__Problem statement__. Each record listed below is to be output exactly as written.

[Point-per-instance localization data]
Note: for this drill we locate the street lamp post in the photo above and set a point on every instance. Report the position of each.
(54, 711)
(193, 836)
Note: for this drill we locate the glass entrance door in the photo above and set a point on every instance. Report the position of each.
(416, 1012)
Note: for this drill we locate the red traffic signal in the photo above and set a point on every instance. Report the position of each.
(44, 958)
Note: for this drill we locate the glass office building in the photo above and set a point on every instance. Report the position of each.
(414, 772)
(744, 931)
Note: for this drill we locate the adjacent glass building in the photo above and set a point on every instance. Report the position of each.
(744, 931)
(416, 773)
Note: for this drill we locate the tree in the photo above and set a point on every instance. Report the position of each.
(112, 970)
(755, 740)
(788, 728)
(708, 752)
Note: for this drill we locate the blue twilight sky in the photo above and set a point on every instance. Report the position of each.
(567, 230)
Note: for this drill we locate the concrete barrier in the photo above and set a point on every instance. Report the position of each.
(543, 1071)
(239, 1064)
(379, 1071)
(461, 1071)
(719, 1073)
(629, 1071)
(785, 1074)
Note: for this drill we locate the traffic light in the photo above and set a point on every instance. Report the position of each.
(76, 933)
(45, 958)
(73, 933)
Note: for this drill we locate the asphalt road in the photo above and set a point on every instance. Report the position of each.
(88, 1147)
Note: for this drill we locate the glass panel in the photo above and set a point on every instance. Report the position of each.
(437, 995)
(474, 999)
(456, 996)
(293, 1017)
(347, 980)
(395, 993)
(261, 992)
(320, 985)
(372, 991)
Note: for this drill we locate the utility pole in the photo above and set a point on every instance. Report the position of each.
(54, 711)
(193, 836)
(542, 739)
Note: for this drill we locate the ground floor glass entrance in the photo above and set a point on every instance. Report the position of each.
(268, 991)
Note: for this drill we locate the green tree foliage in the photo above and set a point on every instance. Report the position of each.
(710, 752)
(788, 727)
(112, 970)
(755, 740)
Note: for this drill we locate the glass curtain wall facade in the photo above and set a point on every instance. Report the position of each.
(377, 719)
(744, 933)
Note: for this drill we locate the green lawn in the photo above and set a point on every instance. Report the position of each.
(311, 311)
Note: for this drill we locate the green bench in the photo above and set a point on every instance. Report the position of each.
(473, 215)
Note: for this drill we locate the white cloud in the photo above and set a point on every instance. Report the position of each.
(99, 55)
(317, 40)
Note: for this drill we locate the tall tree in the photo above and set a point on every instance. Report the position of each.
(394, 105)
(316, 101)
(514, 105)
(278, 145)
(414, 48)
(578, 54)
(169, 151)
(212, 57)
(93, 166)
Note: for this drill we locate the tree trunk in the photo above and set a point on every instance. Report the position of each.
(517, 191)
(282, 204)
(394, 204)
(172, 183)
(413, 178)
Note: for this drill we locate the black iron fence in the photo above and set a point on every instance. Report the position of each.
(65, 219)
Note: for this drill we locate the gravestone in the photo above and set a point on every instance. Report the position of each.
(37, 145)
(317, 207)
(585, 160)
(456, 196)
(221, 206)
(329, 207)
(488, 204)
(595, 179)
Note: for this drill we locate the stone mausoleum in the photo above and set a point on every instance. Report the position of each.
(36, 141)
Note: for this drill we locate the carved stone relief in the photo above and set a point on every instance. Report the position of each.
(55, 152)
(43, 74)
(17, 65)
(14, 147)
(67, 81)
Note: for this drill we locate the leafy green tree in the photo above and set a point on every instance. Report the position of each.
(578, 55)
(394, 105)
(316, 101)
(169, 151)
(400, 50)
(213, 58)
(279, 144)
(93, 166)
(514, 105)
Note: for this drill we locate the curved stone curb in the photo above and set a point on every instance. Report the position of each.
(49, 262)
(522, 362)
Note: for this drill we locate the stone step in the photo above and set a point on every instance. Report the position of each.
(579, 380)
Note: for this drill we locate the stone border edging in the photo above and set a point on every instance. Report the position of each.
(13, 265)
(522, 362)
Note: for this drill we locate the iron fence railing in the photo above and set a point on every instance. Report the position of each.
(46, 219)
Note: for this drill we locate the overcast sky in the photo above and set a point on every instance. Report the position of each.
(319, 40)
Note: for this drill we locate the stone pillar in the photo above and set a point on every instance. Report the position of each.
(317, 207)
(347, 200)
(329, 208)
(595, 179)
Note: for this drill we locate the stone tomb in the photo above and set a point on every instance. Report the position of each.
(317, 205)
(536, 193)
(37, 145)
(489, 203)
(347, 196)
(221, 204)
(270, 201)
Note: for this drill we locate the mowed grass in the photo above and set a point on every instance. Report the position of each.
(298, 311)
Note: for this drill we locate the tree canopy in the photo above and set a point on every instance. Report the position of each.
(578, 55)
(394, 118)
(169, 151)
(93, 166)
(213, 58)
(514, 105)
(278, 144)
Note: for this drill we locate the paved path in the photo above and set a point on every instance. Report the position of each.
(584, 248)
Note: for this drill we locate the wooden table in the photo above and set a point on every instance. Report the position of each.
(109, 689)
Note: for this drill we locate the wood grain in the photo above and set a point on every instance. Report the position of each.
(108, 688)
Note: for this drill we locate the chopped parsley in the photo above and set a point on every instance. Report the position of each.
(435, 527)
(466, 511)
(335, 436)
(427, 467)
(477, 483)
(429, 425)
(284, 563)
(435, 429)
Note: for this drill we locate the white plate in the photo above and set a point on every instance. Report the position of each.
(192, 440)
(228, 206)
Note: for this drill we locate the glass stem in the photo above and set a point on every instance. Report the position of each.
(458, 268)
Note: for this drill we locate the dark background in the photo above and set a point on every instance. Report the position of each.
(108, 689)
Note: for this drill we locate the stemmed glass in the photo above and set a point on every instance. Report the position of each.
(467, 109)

__Answer box__.
Note: for this drill we locate the street lamp post in the photo above and set a point on every instance. Report the position of each.
(54, 711)
(193, 836)
Note: for this drill we locate the glass entrance door in the photo above and set a point on every instance. Report the position of each.
(416, 1012)
Note: for this drill we locate the red traffic signal in the photo above and set a point on every instance. Report the position of each.
(44, 958)
Note: for this drill we locate the glass office building in the photo above and set a point on every instance. Report the position of each.
(414, 772)
(744, 931)
Note: for this drill we locate the adjacent glass building in the photo above and set a point on every instance. Report the position of each.
(744, 931)
(416, 773)
Note: for this drill we locate the tree in the photo above and set a point on every instance. Report the position of each.
(112, 970)
(755, 740)
(788, 728)
(708, 752)
Note: for this drill we locate the blue twilight sky in the photo above and set a point on every instance. Report the position of each.
(567, 230)
Note: for this drill we locate the concrete barrier in the photo above and set a point on every instance. Report the position of each.
(543, 1071)
(239, 1064)
(379, 1071)
(461, 1071)
(719, 1073)
(629, 1071)
(785, 1074)
Note: for this drill we locate the traffic light in the photo above and set a point on every instance. Report the position of each.
(76, 933)
(45, 958)
(73, 933)
Note: for this drill we locate the asphalt road in the photo above and set a point on every instance. Report the position of each.
(88, 1147)
Note: for this drill we locate the glass panel in the photo above and set a point on every instance. Report the position of each.
(437, 995)
(474, 999)
(456, 996)
(293, 1017)
(347, 980)
(395, 993)
(261, 992)
(320, 985)
(372, 991)
Note: for this drill we locate the utility pole in the photo above and set a point on every instance. Report the position of each.
(54, 711)
(193, 836)
(542, 739)
Note: for this drill we locate the ground floor glass entrance in the photo above and set a point on every instance. Report the position of each.
(268, 991)
Note: for this drill we locate the green tree foliage in the photo above and set a point on every instance. Report the position of each.
(710, 752)
(788, 727)
(112, 970)
(755, 740)
Note: for this drill we locate the glass curtain wall facade in the photo above and set a point on every instance. Report the position of each.
(377, 719)
(744, 933)
Note: for this drill we locate the green lawn in the photo above and set a point on every instance. Report the position of each.
(311, 311)
Note: for this drill we locate the green bench in the photo above and set a point on every instance. Report the position of each.
(473, 215)
Note: for this drill we locate the white cloud in the photo above and set a point on every instance. Report the position of each.
(99, 55)
(317, 40)
Note: for this drill we locate the tall tree in the photo above and set a point on every instance. Report the position of each.
(394, 105)
(316, 101)
(514, 105)
(278, 145)
(414, 48)
(578, 54)
(169, 151)
(212, 57)
(93, 166)
Note: for this drill we locate the tree trunk in the photo above and set a point on every instance. Report the position of each.
(517, 191)
(282, 204)
(394, 204)
(172, 183)
(413, 178)
Note: for this drill we locate the black iron fence in the photo above and set a point on every instance. Report the position of each.
(65, 219)
Note: for this drill we locate the gravestone in the photo above and set a point on every instance. Report the position of each.
(37, 145)
(317, 207)
(585, 160)
(456, 196)
(221, 206)
(329, 207)
(488, 204)
(595, 179)
Note: for this drill we locate the stone mausoleum in the photo above and set a point on every instance. Report the position of each.
(36, 141)
Note: for this drill we locate the carved stone relief in the photo above and set a point on every instance. Report the position of each.
(55, 152)
(43, 74)
(17, 65)
(14, 147)
(67, 81)
Note: for this drill we locate the leafy green tree in the photo above and set a point on every instance. Report the position of each.
(578, 55)
(394, 105)
(316, 101)
(169, 151)
(400, 50)
(213, 58)
(279, 144)
(93, 166)
(514, 105)
Note: for this drill we locate the curved stone curb in the photo above and set a point on every instance. Report the position of each.
(49, 262)
(522, 362)
Note: for this drill we locate the stone step in the photo above and set a point on every instance. Report the position of each.
(579, 380)
Note: for this drill we locate the stone border edging in the photo above and set a point on every instance. Report the position of each.
(13, 265)
(522, 362)
Note: for this drill we locate the iron fence railing in the photo above and set a point on every instance. Report the position of each.
(46, 219)
Note: for this drill we locate the overcast sky in the photo above and set a point on every instance. Report the position of each.
(319, 40)
Note: for this drill we locate the stone pillar in the photo above and set a point on every instance. Report the position of each.
(317, 207)
(347, 200)
(329, 208)
(595, 179)
Note: for this drill we locate the stone tomb in the photo above and set a point on every instance. Report the position of each.
(317, 205)
(536, 193)
(37, 145)
(489, 203)
(347, 196)
(221, 204)
(270, 201)
Note: for this drill we locate the mowed grass in the photo above and set a point on every instance. Report the position of each.
(298, 311)
Note: for this drill we locate the tree canopy in the photo above and set a point on every instance. Report the position of each.
(578, 55)
(394, 118)
(169, 151)
(93, 166)
(213, 58)
(514, 105)
(278, 144)
Note: for this drill we locate the paved path in the photo above and set a point on every instance. Report the position of each.
(584, 248)
Note: for this drill we locate the wooden table in the photo above and set a point on every instance. Report the position of each.
(109, 689)
Note: for this drill we locate the wood grain in the photo above and set a point on every instance. Report the position of each.
(108, 688)
Note: for this drill we locate the chopped parsley in the photo above and set a point on every instance. Report the position of each.
(435, 527)
(466, 511)
(335, 436)
(427, 467)
(477, 483)
(429, 425)
(284, 563)
(435, 429)
Note: for this drill we locate the white plate in the photo above and set a point on every instance. Report the position of each.
(192, 440)
(228, 206)
Note: for this drill we locate the glass stem in the photo above and set a point on every instance. Report the position of each.
(458, 268)
Note: for this drill we locate the dark background in the photo above and set a point on every instance. Report the position of each.
(108, 689)
Note: for this drill we locate the stemmed glass in the photo above and set a point on every instance. Report the position of each.
(467, 109)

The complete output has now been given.